# What you have to do
Go through the data and copy each line where the string "target" appears.

(Stored data)
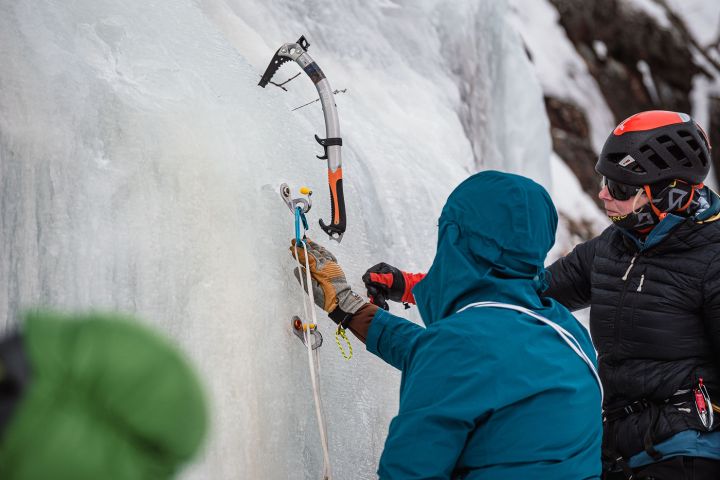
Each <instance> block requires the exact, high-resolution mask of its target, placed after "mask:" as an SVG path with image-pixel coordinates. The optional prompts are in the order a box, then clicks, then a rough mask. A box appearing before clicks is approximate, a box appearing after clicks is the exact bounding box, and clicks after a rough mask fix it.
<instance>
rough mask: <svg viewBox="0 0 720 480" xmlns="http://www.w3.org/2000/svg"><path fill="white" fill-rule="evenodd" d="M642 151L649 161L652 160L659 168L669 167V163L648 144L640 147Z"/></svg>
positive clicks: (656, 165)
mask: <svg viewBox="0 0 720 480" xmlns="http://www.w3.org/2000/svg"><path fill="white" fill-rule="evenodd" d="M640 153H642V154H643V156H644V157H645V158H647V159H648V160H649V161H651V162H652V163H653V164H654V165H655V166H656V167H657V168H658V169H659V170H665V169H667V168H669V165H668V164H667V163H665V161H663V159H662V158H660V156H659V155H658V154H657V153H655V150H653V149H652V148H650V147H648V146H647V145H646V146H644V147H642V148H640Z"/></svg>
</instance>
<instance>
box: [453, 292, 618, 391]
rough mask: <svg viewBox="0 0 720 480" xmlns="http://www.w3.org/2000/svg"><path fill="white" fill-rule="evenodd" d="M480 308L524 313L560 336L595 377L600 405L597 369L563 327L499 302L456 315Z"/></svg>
--
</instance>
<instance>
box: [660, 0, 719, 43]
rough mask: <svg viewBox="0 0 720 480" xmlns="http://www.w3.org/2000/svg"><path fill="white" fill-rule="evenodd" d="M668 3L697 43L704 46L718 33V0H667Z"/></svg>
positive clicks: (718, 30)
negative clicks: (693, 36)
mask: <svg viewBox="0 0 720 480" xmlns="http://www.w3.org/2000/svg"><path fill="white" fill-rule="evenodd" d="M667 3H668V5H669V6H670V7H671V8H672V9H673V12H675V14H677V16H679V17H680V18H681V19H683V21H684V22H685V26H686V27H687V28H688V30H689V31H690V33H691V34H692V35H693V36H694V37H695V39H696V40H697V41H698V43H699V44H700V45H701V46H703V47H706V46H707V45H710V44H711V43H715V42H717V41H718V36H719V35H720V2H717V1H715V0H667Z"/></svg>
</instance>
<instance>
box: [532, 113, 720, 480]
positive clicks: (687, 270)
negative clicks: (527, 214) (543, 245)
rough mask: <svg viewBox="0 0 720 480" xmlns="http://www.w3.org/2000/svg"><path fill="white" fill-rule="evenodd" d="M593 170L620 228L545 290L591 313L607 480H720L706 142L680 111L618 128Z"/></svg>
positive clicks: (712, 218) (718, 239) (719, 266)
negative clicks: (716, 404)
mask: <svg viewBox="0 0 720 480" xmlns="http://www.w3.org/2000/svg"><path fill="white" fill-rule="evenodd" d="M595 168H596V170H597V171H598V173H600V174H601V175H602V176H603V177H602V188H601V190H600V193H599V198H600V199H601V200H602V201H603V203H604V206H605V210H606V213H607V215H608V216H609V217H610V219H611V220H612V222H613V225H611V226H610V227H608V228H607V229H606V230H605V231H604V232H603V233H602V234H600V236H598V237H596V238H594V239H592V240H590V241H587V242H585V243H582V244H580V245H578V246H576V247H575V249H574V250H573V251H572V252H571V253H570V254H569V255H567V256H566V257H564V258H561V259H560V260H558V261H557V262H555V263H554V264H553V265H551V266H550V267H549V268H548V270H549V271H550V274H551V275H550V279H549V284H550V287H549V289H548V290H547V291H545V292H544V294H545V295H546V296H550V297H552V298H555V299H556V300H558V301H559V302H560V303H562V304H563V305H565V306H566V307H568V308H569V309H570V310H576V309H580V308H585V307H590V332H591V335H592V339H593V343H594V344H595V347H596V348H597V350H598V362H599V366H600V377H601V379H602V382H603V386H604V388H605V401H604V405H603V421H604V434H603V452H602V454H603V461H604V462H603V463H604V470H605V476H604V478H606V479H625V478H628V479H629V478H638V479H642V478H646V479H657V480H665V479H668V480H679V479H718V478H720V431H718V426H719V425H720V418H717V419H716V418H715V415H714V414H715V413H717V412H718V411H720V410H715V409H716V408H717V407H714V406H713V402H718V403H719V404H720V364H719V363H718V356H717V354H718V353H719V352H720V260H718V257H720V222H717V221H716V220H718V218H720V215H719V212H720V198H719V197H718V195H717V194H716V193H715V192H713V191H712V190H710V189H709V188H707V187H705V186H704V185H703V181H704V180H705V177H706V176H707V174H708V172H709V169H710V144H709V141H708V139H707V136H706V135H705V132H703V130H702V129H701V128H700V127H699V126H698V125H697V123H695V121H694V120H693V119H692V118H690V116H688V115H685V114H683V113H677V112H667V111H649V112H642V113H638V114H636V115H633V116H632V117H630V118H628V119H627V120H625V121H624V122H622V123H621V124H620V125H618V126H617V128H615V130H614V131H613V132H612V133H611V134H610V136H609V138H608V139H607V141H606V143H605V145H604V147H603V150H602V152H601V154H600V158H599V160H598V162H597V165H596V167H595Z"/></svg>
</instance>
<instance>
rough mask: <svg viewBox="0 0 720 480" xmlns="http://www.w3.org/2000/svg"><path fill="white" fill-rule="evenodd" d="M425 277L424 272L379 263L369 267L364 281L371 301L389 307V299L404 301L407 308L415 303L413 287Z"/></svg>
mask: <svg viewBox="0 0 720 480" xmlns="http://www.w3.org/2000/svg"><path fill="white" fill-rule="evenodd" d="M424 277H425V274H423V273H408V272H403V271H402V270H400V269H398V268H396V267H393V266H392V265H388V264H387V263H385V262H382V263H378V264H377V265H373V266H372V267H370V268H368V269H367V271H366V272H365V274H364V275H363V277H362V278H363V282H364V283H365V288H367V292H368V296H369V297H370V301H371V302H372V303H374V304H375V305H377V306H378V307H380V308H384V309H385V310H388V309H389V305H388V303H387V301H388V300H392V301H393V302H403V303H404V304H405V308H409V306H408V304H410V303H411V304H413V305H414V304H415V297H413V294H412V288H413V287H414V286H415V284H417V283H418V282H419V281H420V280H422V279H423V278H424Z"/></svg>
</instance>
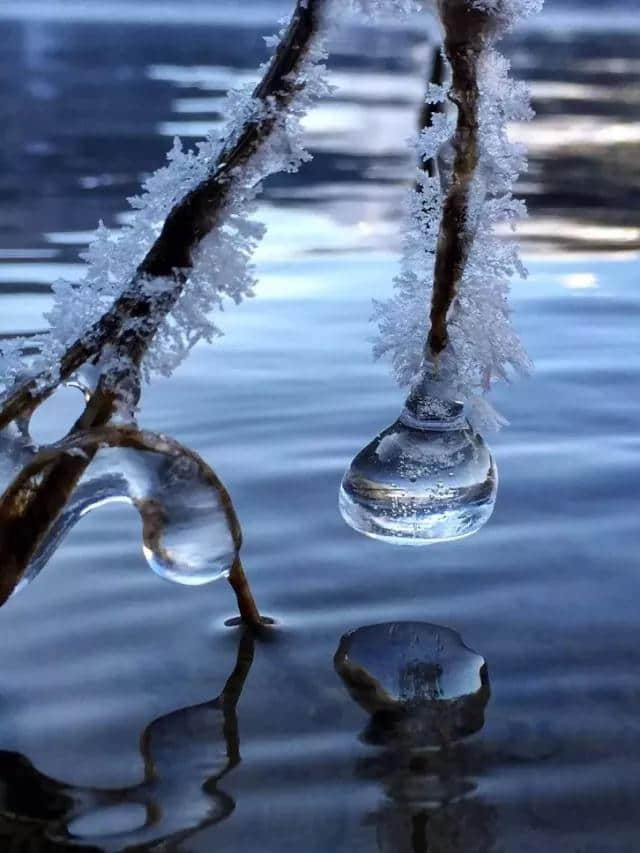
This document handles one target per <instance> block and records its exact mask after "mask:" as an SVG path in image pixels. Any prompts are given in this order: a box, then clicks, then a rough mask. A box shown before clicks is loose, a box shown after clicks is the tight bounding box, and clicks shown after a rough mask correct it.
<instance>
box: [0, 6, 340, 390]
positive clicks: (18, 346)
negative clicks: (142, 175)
==
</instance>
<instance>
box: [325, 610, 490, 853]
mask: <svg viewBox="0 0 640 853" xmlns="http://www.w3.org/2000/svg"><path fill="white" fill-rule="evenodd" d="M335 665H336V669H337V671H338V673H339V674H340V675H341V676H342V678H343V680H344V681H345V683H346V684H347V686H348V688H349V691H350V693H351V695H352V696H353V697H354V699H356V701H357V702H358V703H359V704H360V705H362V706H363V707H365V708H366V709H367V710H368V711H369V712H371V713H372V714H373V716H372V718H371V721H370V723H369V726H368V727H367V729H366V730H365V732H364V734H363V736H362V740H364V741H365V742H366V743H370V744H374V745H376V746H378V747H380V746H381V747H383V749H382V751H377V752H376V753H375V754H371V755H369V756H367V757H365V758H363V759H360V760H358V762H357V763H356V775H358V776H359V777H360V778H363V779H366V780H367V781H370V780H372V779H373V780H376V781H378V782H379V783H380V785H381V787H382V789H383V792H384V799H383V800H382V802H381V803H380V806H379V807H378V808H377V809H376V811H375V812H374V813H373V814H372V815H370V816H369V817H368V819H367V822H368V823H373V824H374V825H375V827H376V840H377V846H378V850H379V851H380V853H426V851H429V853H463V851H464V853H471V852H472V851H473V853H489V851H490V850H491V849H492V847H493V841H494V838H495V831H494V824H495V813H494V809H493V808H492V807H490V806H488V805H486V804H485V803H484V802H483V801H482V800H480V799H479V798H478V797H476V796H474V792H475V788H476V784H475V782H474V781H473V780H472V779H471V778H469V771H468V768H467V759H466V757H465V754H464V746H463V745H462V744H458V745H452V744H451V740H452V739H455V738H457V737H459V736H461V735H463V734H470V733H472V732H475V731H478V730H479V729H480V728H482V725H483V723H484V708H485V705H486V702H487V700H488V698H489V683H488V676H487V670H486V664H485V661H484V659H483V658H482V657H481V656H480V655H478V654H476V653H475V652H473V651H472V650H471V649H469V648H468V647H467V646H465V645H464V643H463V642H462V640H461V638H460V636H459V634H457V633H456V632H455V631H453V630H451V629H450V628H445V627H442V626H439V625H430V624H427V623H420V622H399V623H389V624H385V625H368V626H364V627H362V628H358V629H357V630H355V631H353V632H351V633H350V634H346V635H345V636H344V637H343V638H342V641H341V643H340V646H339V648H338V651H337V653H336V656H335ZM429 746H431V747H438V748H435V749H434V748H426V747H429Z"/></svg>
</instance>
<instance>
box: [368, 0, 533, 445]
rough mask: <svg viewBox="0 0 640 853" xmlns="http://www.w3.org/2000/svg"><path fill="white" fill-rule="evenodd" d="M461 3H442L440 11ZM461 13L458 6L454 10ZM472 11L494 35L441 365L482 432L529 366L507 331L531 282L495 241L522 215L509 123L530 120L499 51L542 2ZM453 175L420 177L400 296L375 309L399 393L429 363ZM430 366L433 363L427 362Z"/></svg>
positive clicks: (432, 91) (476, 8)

# Completed exercise
Each <instance> block requires the exact, high-resolution mask of its target, placed after "mask:" as an SVG path with image-pixel coordinates. The optional prompts are in the order a box, then clicks, then a rough mask. A box appearing before clicks is approximate, a box appearing after clicks is the exact bounding box, and clicks after a rough mask fix it.
This document handles one target per <instance> block and records its exact mask after "mask:" as an SVG path in image pixels. Any prompts are given in this order: a box, then clicks, then a rough mask. A box shown before clicks is loose, a box shown after clicks is the tight bounding box, and clicks shown after a rough mask correct it.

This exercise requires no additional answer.